Sometimes you’re doing everything properly but still get caught out.

Or is that really true?

When I checked the forecast at lunchtime on the first Friday in May it wasn’t promising very much for the weekend – and even less when I checked again in the late afternoon.

So when I woke in Bob Scott’s Bothy on Saturday morning I decided to just take a wander out to Corrour Bothy, clear up any rubbish that needed clearing, and see what the weather looked like from there.

Well the weather was great all the way out there and, even if there was heaps more snow on the hills than you’d expect for May, at least it was likely to be soft on the surface. So why not nip up Ben Macdui by the side of the Tailors’ Burn and go over to the Hutchie Hut and back down Glen Derry?

It was one of those good ideas at the time that, for some reason, survived the arrival of cloud on the tops while I had brunch in the bothy.

About 11-ish I crossed the bridge and set off northwards, slanting up the Tailor’s Burn path, soon hitting wet snow and pushing on upward to where the snow was deeper and firmer, though still soft enough to take a boot-depth. (My forecast about the snow was good, at least: even at its hardest, I never came across anything I couldn’t kick a step in.)

An unusually large and long cornice was blocking the ascent from the stream up onto the ridge connecting Carn a Mhaim with Macdui, so I moved over to the northern bounding ridge of Coire Clach nan Taillear, which has the advantage of debouching onto the plateau almost at the summit.

As I approached the summit I entered broken cloud and was struggling more with a fierce and bitingly cold wind, so I did the right thing and took the map and compass out. I wasn’t worried about being able to reach the top, but set the compass to a bearing from the summit towards the unnamed top at the cliffs above Lochan Uaine. I’d probably just have to follow the highway of footprints, but I was being responsible: making sure I’d set off in the right direction when I left the top.

And then I was on the summit plateau. And snow. Considerably more snow than I’d ever imagined at this time of year. And thicker cloud too. All I had to do to reach the summit was keep walking forward but, after a bit, I was beginning to have my doubts, and when it finally ghosted out of the white it was a pale shadow just five metres away. The view indicator, which I came on first, was like a plaque set into the surface of the snow (normally it stands at over a metre high) and the massive summit cairn itself was almost completely buried, with only the trig point showing.

Between the wind and the lack of views, I didn’t even pause but took the preset compass from my pocket and lined up a bearing… …on nothing.

○ ○ ○

_Exercise requirements_. In the Ben Macdui account, what blocked the ascent from the stream onto the ridge connecting Carn a Mhaim with Macdui?

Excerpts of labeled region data

○ ○ ○

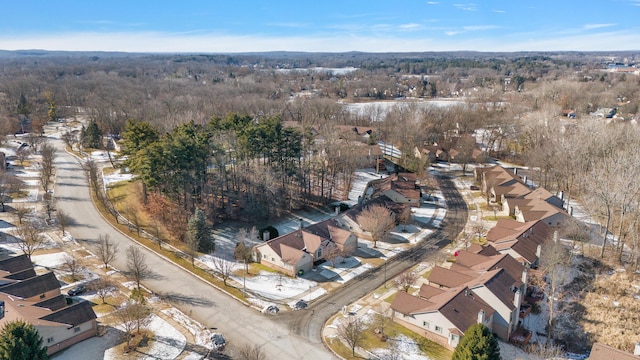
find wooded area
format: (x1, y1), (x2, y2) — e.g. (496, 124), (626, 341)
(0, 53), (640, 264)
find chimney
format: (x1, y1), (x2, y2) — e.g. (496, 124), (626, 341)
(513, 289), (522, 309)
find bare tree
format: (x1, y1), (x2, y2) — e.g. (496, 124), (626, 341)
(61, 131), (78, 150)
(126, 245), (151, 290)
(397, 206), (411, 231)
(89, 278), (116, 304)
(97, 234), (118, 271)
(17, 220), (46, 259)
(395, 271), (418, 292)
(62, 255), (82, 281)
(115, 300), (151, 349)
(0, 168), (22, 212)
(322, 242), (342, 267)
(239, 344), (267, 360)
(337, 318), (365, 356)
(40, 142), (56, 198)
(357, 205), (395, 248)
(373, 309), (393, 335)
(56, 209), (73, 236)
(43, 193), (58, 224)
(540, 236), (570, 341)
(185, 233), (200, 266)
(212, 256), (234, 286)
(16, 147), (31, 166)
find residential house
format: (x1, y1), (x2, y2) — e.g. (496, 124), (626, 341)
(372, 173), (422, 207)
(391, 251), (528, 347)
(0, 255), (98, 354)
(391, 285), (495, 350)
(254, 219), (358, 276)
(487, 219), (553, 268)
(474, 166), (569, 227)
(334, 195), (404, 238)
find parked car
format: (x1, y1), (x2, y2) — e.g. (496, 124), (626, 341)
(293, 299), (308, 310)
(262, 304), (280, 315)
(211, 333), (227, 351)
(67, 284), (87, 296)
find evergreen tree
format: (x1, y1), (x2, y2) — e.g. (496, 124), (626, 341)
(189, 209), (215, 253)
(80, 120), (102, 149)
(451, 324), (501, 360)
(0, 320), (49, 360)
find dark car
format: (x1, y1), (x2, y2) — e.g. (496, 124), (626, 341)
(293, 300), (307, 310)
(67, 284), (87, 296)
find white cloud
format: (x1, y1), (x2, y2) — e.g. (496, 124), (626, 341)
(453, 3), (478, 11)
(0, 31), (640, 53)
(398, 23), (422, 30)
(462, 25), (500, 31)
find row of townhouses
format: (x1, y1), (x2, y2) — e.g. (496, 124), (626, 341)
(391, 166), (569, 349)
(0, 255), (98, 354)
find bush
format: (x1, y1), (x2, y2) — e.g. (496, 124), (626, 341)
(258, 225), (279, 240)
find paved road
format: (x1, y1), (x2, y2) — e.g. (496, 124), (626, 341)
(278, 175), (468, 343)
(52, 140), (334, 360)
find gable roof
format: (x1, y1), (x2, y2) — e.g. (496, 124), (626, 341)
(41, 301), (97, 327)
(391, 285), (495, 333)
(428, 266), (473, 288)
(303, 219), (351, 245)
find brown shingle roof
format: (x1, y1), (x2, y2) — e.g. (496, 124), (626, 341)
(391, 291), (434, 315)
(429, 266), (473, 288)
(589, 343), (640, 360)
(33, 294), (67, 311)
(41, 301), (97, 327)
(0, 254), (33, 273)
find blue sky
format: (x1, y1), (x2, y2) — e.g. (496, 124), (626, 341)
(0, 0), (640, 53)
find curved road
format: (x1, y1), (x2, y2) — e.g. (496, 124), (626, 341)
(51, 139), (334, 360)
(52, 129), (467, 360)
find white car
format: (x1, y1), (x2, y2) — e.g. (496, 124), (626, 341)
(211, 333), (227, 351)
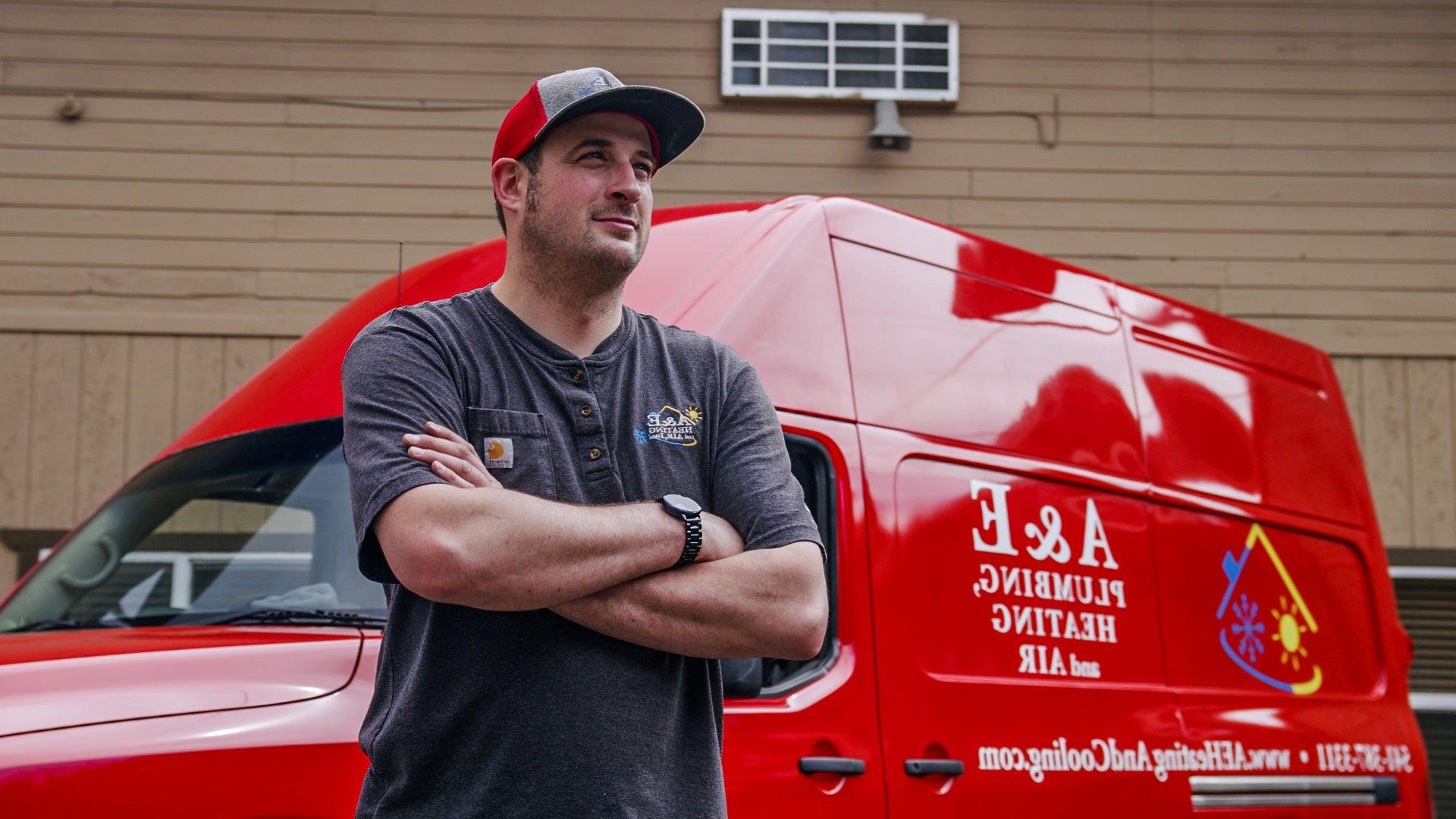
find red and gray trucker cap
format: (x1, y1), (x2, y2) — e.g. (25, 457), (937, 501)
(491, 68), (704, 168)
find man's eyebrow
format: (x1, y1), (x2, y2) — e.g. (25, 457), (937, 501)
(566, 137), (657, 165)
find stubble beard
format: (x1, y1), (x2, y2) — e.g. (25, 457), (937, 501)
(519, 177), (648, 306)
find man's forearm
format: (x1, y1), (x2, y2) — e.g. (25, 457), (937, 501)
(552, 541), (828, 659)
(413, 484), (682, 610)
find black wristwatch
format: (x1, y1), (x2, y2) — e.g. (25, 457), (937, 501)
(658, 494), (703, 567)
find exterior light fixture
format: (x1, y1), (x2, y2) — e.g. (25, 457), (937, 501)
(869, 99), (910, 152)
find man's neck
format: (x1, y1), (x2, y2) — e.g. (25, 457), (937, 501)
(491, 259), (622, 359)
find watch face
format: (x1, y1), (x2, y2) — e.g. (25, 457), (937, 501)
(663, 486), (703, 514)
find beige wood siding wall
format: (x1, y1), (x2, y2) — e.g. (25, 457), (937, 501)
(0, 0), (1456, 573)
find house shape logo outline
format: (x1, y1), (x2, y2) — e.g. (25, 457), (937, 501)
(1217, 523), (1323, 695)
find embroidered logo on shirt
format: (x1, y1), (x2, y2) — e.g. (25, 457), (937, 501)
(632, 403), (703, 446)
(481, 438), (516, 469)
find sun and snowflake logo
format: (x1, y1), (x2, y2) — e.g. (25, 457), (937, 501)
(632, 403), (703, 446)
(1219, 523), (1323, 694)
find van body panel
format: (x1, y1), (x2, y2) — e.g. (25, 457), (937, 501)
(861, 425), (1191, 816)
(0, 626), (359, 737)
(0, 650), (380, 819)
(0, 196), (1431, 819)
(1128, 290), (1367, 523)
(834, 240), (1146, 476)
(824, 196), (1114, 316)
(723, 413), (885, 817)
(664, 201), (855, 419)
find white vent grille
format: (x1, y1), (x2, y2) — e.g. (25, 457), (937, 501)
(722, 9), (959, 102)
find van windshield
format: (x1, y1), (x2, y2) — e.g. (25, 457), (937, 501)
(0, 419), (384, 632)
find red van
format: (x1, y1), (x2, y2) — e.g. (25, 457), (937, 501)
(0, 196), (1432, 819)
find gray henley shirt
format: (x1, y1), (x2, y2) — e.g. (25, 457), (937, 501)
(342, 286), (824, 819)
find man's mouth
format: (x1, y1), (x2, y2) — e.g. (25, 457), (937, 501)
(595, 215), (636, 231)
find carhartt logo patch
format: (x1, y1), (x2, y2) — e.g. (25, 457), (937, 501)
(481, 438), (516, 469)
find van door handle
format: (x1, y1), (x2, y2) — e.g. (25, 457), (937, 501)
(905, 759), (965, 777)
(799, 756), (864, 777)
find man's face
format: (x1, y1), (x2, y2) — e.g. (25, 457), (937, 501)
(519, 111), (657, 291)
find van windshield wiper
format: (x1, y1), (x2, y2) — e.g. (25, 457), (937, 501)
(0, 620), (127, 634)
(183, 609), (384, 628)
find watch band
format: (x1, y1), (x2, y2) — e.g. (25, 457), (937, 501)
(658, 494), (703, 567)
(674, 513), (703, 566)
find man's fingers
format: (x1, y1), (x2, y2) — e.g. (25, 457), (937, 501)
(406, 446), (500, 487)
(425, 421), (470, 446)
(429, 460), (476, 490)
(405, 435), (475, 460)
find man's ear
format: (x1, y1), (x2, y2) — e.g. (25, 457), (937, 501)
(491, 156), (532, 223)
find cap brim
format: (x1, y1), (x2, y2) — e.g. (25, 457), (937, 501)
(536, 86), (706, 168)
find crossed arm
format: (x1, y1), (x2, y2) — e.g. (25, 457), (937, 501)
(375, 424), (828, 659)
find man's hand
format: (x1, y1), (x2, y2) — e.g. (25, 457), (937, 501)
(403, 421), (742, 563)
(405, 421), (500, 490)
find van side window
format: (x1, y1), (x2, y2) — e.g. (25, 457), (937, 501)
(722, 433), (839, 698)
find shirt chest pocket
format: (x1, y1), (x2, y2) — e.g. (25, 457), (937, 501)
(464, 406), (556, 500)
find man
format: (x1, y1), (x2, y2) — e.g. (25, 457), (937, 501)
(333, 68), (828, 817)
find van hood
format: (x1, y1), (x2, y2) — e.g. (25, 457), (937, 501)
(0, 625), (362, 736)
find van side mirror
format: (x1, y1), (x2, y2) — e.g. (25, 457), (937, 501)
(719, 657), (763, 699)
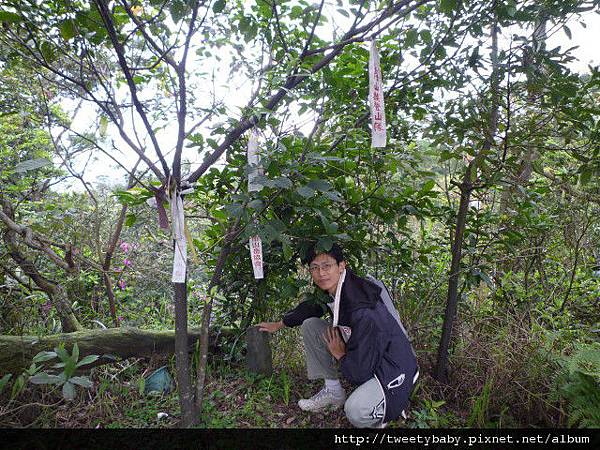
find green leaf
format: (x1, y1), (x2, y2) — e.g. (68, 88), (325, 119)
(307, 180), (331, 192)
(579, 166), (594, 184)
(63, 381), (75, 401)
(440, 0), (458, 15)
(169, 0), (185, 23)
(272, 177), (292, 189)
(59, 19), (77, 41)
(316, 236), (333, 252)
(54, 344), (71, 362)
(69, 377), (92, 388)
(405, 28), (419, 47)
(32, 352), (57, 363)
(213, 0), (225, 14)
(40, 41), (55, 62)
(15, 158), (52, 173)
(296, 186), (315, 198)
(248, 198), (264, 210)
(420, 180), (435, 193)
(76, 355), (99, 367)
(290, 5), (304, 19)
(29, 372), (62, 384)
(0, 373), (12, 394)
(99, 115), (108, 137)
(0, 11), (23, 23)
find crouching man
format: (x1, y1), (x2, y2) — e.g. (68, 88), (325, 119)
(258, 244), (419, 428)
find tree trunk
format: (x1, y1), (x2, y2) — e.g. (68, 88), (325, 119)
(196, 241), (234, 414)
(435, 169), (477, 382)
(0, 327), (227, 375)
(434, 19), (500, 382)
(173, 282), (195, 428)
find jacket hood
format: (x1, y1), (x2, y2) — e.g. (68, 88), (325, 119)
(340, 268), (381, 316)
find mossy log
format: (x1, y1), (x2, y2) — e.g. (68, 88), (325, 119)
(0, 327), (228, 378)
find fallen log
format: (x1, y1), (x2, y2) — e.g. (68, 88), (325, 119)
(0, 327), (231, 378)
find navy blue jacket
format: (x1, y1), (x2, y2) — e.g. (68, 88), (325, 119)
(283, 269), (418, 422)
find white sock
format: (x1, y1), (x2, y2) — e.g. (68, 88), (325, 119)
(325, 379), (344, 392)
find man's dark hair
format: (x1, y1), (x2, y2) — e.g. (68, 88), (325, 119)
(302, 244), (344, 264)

○ ○ ○

_Response for this exercise_. An unusually large and long cornice.